▶ [INSTRUCTION 1] In the muffin blog post, what did the writer use for luck?
▶ [INSTRUCTION 2] Return the passage of the muffin blog post from "I have let English" up to and including "let me know!", copied word for word.

▶ [PAGE EXTRACT]

It started so well, I even used the special Mickey spatula for luck.

Everything sniffed (the 3 year old) and mixed (me) I nervously waited whilst the oven did its thang. I kept chanting the well known mantra ‘A watched muffin doesn’t flourish’ or something like that and kept my eyes averted.

The failed noise From Family Fortunes rang out as I removed my muffins from the oven (Uh Urrrrrr doesn’t quite do it). I imagine the husband was sat in the office (next door to the kitchen) rolling his eyes back in his head as I swore repeatedly.

They weren't burnt, they were cooked but there was something wrong ...

Only I could produce ‘Dwarf Muffins’. Please note the pony at the front is there only to distract your eye for the shortcomings of my baking, not to make my muffins look bigger than they are. Note also the dimmed lighting ... Ahem.

Not only did they come out dwarfed but they were also peaked. This meant that when I tried to disguise them for any photographic evidence each one ended up looking like a hillock with a moat. Even the chocolate sprinklies decided to bugger off into the moat for a swim pushing the humongous muffin cases further away from the teeny tiny muffins.

The only saving grace is that they tasted ‘alright’ and ‘not bad’ (husband). ‘Alright’ is actually about a 6 out of 10; after all he has endured nearly 9 years of my deliberate poisoning baking attempts. The 3 year old ate one and the 4 year old who doesn't eat buns ate two muffins.

I made husband do a repeat tasting post icing. The icing was still runny and he agreed that the muffins were far tastier without. The phrase 'you can't polish a turd' springs to mind.

Tonight, when I asked for a direct muffin quote from the 4 year old she simply coughed over the remaining muffins and went on her way.

I have let English Mum down. What kind of baking ambassador am I? I'd like to blame the baking powder ... or the overworking of my mix.

As for Single Parent Dad, at the time of writing I haven't seen his attempts, but I don't need to. I know that they will be much better than mine.

Now, where did I put that recipe for humble pie?

To find out how Single parent Dad got on meander over on here.
If anyone would like to take on the muffin meme, just let me know!

Saturday, 16 May 2009

Clicking My Heels and a 'Muffin Off'

The headline will read;

3 YEAR OLD SCARRED BY JETSET MOTHER

As you all know I went on a jolly trip of great importance to the US of A a few weeks ago.

Extracted entries

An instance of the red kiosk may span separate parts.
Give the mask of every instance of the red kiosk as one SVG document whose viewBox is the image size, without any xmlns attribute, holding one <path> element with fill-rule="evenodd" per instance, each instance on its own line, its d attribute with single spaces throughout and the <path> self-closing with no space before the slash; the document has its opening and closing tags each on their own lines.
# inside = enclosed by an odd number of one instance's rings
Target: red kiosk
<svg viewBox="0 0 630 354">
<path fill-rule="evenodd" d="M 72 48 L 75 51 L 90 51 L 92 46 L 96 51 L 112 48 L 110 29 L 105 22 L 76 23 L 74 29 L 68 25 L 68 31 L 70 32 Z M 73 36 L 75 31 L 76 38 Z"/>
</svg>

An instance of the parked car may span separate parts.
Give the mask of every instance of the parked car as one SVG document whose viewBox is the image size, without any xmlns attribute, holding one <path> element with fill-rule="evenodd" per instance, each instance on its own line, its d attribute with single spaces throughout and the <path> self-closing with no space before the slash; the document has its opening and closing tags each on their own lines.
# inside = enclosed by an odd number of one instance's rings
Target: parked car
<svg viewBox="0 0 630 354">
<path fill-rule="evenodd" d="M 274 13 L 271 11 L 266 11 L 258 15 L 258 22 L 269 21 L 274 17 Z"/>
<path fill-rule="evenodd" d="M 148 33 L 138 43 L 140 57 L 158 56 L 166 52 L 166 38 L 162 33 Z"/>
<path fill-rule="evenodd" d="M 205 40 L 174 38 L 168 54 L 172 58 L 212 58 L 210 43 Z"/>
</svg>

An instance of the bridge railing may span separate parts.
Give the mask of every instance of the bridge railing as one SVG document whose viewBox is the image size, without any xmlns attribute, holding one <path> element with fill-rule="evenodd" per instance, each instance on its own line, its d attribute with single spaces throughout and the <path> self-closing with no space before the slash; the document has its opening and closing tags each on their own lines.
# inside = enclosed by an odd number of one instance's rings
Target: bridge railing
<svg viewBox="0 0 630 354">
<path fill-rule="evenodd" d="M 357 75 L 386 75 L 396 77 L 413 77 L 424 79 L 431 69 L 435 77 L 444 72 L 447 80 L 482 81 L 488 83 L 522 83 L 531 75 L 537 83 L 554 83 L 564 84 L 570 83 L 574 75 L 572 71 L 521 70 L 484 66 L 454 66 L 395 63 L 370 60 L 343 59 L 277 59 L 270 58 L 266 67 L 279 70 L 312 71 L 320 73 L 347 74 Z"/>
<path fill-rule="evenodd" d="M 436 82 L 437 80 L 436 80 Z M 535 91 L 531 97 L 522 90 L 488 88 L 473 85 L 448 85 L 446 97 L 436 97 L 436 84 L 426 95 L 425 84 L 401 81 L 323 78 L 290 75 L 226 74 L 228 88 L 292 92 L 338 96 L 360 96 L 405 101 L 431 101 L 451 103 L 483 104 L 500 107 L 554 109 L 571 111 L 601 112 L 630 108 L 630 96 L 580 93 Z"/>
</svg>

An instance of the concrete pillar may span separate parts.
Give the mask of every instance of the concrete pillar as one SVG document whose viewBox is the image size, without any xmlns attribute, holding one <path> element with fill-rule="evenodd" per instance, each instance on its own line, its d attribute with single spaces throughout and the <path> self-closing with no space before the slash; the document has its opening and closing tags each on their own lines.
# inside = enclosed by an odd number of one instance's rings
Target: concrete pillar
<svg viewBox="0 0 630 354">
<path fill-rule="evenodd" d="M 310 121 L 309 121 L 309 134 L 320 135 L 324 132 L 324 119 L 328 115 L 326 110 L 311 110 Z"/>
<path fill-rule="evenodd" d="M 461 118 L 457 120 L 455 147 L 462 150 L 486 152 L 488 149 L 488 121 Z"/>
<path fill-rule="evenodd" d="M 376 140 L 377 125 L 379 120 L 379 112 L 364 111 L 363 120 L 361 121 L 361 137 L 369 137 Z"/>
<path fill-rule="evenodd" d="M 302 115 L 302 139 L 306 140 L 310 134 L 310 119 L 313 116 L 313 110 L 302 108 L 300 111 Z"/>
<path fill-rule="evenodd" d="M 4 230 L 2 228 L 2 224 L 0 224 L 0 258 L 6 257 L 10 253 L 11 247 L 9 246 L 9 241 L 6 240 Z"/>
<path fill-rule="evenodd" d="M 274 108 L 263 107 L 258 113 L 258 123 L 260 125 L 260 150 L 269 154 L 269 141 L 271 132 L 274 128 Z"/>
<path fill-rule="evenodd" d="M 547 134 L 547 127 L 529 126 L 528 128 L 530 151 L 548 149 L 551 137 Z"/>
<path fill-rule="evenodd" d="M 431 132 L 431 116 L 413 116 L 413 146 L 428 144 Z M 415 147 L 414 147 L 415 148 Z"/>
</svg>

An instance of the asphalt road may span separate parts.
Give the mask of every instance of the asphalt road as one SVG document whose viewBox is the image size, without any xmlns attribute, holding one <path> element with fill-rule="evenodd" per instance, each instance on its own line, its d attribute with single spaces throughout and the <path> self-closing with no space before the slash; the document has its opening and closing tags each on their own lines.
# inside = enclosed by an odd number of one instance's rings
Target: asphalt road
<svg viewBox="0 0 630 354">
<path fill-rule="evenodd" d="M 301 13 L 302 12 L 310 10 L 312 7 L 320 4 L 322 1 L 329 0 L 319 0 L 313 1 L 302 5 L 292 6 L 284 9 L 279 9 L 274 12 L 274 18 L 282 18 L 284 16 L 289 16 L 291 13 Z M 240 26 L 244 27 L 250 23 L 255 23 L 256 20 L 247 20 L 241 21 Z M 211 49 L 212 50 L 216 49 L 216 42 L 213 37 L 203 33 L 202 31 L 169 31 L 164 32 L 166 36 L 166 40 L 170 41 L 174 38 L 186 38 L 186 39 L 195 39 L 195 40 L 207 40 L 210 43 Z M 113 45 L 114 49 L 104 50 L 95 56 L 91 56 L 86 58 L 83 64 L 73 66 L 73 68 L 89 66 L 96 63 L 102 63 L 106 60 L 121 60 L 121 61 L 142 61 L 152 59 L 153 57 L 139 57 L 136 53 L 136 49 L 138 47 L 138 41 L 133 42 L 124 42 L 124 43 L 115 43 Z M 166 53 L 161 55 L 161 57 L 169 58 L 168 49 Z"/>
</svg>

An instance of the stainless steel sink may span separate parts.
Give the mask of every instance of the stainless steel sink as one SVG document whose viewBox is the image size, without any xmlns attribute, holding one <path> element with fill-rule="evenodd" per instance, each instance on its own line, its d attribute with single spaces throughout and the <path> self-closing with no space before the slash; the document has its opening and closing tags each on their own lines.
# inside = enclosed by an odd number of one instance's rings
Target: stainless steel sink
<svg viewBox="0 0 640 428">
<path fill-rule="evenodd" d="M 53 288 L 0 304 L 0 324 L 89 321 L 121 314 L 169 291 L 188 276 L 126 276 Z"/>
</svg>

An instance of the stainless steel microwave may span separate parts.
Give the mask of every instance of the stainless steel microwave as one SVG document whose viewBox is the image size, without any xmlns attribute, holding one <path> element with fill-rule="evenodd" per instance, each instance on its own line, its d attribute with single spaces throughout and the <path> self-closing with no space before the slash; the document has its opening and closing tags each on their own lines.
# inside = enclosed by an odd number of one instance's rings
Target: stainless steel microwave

▶ [FULL ANSWER 1] The special Mickey spatula.

▶ [FULL ANSWER 2]
I have let English Mum down. What kind of baking ambassador am I? I'd like to blame the baking powder ... or the overworking of my mix.

As for Single Parent Dad, at the time of writing I haven't seen his attempts, but I don't need to. I know that they will be much better than mine.

Now, where did I put that recipe for humble pie?

To find out how Single parent Dad got on meander over on here.
If anyone would like to take on the muffin meme, just let me know!